● WHAT IS EXPECTED:
List each line in the records below that contains the string "carved".

● SOURCE MATERIAL:
..............................
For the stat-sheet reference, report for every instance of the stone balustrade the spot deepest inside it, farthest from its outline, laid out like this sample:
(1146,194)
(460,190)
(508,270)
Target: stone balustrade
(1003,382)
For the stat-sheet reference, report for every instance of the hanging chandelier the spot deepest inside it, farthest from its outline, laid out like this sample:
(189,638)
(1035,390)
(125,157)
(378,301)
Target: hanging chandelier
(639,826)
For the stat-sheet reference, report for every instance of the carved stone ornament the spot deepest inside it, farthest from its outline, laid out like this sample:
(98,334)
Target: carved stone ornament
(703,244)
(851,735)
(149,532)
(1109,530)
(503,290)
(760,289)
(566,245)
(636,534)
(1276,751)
..............................
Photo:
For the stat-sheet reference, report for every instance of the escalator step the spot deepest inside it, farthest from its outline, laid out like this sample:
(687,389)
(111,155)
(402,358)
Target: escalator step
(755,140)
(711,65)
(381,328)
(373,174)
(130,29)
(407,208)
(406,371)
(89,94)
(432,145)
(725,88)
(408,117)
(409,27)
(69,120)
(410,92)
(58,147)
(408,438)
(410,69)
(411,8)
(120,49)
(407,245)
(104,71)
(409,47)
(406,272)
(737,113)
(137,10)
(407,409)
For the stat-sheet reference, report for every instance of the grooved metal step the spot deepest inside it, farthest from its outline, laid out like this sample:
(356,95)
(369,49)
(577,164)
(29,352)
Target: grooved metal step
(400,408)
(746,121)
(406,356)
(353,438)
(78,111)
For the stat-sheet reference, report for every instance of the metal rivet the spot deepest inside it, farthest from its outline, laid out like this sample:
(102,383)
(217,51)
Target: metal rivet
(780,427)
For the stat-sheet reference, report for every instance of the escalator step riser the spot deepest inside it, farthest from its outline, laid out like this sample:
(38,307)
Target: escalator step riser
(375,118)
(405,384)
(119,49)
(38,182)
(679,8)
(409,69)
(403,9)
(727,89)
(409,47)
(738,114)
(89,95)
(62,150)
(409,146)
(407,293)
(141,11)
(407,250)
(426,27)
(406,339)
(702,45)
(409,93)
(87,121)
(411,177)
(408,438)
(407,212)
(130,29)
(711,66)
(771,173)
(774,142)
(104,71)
..............................
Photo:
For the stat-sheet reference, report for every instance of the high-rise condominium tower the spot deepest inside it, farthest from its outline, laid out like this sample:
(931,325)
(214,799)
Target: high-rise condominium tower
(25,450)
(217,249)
..............................
● RESULT OF THIS EXERCISE:
For the stat-sheet reference, report for every instance of the carved stone ornament the spot deepest inside it, farthest from its outline, laid out like this sample:
Target: carved stone ornament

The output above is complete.